- [Exercise instructions]: The lines to copy run from the one containing "# pin one keypoint for each instance of the window blind" to the end of the records below; repeat them exactly and include nothing else.

########

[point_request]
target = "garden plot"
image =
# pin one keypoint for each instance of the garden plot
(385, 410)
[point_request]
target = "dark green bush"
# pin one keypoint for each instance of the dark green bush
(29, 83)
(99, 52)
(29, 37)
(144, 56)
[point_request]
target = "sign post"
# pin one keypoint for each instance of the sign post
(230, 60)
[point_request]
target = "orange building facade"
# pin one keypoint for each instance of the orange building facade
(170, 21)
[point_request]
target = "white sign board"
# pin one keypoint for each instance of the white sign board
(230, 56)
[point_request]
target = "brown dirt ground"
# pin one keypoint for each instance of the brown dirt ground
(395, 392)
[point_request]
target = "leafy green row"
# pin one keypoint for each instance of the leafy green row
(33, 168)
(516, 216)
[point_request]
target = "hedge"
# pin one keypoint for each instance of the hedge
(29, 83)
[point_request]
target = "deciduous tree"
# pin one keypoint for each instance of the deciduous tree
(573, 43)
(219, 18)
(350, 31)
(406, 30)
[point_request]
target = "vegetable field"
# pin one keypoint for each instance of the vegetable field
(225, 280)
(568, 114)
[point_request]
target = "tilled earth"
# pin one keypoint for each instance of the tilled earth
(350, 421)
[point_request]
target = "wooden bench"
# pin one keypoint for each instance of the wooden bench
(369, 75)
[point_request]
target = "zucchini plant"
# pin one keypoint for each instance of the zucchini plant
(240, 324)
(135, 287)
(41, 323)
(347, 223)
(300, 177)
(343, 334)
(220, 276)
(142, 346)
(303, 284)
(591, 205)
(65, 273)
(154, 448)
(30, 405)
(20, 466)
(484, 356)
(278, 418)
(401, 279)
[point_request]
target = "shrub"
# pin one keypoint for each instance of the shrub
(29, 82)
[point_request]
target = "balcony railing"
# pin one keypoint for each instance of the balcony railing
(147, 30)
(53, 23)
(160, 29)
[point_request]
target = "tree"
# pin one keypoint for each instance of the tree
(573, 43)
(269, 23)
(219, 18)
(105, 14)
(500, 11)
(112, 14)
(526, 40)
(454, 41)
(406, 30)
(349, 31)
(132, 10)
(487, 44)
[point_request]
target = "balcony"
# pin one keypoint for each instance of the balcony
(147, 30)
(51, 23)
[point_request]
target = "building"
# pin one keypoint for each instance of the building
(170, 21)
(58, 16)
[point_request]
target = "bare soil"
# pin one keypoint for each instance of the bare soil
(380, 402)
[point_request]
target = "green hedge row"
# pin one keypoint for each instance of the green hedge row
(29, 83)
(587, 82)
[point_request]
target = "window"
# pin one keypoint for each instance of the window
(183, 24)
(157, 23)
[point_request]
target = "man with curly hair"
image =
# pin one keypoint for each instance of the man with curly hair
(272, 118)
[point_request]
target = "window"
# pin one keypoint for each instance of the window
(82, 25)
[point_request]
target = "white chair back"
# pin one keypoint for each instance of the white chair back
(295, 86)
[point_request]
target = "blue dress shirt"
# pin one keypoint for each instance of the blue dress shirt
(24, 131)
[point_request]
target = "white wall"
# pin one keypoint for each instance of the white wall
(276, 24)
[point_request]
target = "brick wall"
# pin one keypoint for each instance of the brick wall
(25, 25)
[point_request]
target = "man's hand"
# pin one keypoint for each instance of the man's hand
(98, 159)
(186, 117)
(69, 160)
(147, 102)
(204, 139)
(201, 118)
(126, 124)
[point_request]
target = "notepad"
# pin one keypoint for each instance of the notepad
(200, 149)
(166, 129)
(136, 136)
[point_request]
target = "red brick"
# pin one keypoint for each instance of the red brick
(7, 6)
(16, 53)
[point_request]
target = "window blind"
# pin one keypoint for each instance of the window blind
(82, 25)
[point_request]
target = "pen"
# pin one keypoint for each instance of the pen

########

- [Solution to this exercise]:
# pin one keypoint for each instance of the window blind
(82, 25)
[point_request]
target = "pen"
# pin one keypoint for each instance of the pen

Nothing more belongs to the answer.